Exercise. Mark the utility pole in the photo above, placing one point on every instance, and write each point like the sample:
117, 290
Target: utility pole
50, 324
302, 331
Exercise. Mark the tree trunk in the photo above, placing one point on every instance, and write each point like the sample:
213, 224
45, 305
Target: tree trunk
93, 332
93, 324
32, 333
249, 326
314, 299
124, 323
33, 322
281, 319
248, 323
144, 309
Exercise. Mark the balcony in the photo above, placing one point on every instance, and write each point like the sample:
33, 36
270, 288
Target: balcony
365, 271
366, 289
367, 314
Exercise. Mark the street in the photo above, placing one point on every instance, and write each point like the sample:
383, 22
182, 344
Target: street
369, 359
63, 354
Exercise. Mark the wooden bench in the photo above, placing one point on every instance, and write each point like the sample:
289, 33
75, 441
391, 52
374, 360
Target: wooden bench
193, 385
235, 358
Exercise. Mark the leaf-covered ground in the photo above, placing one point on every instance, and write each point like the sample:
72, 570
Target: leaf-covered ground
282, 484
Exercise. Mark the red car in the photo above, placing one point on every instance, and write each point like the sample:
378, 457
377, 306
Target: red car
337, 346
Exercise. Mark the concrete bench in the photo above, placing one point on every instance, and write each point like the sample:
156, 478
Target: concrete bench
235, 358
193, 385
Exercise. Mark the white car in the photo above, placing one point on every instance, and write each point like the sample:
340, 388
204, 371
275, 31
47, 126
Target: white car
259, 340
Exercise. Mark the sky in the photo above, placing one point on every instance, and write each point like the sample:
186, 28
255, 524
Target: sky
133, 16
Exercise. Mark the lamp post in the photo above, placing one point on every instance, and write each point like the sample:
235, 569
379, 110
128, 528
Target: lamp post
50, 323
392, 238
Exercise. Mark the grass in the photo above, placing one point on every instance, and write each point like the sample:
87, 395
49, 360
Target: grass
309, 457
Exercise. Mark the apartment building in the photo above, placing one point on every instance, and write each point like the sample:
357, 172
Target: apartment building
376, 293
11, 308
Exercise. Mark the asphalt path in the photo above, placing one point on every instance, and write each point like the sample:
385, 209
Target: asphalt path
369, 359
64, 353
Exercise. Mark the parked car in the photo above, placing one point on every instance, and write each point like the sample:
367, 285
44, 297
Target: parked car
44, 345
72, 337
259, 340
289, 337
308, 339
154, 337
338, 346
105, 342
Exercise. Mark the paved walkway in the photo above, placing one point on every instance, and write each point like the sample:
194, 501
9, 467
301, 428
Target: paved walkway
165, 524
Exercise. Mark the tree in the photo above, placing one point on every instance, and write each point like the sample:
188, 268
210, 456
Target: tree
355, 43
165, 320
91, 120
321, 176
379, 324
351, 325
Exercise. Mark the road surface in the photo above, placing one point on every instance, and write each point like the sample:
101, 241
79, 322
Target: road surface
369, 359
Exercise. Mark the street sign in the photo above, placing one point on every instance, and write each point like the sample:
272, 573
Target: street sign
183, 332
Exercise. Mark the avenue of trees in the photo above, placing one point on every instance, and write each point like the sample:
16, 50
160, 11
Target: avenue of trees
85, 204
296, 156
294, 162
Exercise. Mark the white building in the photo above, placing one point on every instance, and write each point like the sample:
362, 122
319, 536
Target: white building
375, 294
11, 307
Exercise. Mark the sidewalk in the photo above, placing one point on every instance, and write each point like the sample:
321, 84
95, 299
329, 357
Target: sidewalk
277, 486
──────────────────────────────
AIM: Rescale the entries from the line that contains "Exercise. Mark the sidewalk" through the end of the entries, both ends included, and reproduce every line, requests included. Multiply each answer point coordinate by 1.65 and round it to a whole number, rounding halves up, but leave the numbers in the requests and their format samples unchanged.

FULL SOLUTION:
Exercise. Mark the sidewalk in the photo above, placing one point on every instance, and write each point like the sample:
321, 84
95, 299
329, 357
Target: sidewalk
457, 802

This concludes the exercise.